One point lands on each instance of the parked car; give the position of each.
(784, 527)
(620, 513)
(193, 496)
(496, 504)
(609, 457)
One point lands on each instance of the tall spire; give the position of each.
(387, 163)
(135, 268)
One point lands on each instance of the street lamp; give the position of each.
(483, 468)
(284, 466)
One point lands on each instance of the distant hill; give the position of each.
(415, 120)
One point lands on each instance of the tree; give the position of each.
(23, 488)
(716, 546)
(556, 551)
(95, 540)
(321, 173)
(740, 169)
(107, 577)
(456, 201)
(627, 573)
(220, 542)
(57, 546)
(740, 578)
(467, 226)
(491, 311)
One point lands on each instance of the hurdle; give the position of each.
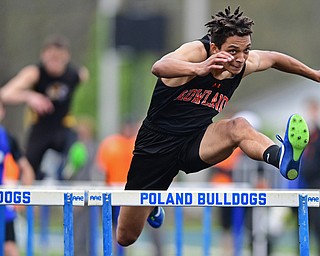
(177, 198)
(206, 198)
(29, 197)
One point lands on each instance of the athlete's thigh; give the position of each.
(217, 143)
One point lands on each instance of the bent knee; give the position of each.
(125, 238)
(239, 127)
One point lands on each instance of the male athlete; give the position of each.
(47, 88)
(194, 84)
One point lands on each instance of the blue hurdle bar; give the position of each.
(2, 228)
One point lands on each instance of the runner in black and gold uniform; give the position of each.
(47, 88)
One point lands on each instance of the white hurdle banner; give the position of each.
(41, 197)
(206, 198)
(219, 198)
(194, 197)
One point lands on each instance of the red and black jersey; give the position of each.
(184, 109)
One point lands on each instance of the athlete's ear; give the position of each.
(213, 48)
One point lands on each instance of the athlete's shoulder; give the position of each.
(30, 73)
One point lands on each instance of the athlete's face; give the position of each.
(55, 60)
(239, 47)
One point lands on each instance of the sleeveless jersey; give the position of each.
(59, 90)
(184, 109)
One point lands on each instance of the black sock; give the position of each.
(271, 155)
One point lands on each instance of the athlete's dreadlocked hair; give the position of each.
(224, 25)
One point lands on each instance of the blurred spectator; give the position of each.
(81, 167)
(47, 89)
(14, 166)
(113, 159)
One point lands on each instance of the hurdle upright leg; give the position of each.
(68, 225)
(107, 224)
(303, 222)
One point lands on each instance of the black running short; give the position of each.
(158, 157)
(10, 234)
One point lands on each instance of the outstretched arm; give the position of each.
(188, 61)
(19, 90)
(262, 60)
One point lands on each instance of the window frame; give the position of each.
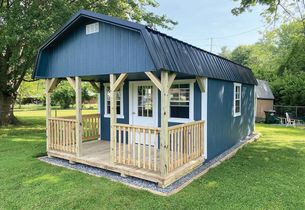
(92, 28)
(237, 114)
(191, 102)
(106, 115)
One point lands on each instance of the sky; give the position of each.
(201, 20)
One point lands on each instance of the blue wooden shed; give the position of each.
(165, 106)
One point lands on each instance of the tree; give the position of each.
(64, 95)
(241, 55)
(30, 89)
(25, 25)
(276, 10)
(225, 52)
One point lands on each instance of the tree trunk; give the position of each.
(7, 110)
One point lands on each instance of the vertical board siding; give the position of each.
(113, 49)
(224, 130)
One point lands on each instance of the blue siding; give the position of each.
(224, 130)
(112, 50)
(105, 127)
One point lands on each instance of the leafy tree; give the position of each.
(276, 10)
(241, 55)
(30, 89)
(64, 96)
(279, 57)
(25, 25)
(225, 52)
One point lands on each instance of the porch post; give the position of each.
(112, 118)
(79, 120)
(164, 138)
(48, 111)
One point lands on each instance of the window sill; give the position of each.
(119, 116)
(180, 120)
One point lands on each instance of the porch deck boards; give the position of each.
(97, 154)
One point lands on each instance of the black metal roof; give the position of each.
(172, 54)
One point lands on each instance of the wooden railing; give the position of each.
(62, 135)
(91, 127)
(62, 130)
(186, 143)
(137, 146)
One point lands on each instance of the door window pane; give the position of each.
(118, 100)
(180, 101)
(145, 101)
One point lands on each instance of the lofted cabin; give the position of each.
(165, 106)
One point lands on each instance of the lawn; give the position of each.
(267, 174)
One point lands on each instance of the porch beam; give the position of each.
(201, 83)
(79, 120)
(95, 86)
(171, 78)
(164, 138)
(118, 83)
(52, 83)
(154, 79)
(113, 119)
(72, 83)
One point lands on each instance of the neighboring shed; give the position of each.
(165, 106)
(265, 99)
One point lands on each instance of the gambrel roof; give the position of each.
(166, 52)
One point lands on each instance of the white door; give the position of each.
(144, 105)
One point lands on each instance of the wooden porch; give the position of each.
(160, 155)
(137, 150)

--

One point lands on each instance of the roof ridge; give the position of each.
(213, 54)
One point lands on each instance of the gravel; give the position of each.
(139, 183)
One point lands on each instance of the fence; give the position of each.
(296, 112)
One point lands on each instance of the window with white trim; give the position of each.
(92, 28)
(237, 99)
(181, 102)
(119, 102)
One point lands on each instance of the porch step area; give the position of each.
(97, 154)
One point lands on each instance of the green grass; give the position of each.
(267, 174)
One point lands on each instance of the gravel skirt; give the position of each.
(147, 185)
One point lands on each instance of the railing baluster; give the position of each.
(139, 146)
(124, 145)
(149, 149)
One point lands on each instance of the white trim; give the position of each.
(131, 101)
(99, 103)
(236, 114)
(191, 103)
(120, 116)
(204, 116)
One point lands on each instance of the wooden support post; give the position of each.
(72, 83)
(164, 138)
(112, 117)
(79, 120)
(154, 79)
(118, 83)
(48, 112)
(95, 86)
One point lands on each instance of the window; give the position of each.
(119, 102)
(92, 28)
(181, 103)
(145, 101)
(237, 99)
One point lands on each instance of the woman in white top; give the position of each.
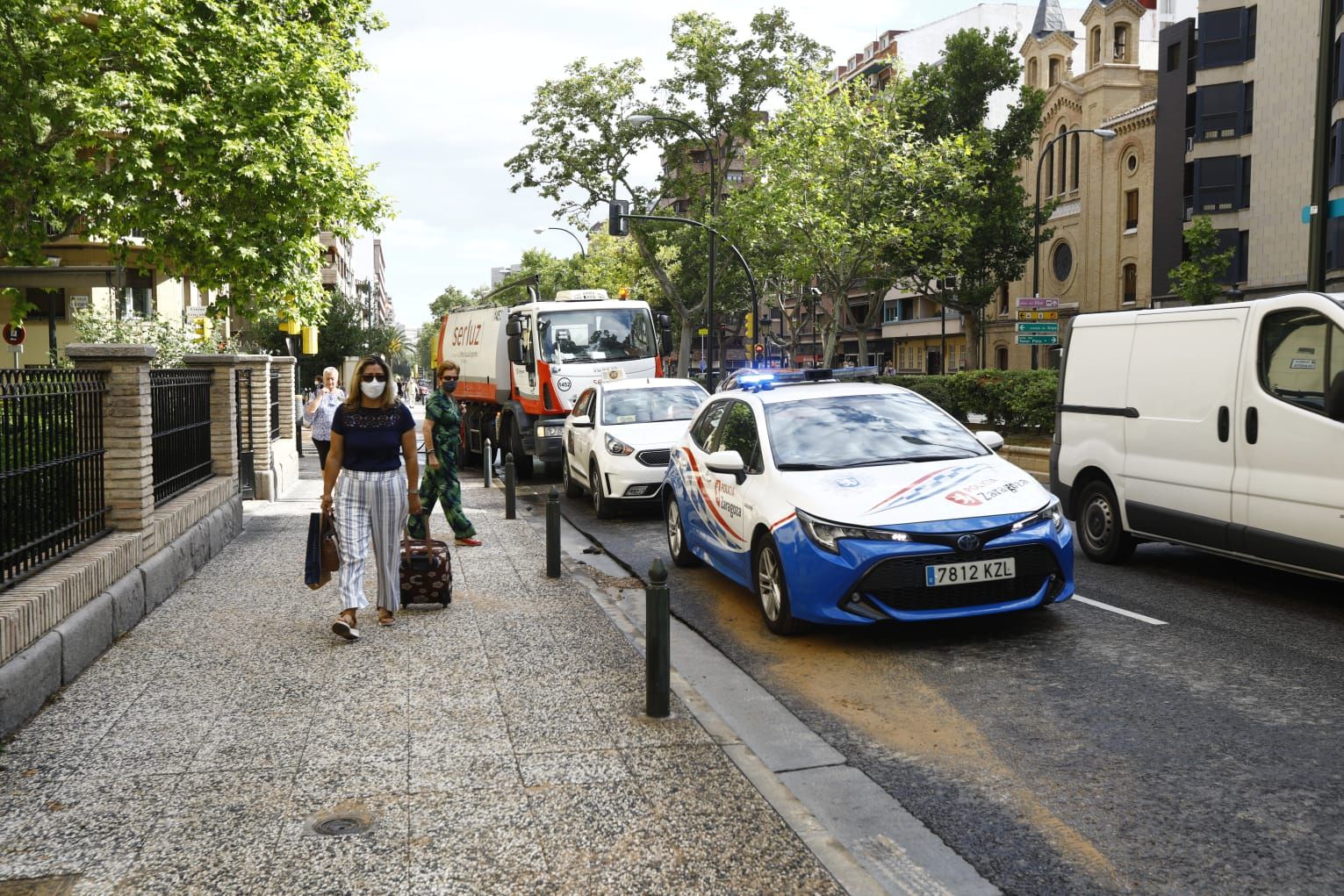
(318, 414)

## [THE TASK]
Return every line of the rows above that contains the word "window".

## [SOLVED PROBLEM]
One point lands on each instance of the window frame; give the position of each.
One point lands on each instance of the window sill; give the position of each.
One point lands on each instance of the door window pane; give the position of each.
One point lands on each instance of the window with white trim; give the position of each.
One point lands on each instance of the window; give the position of each.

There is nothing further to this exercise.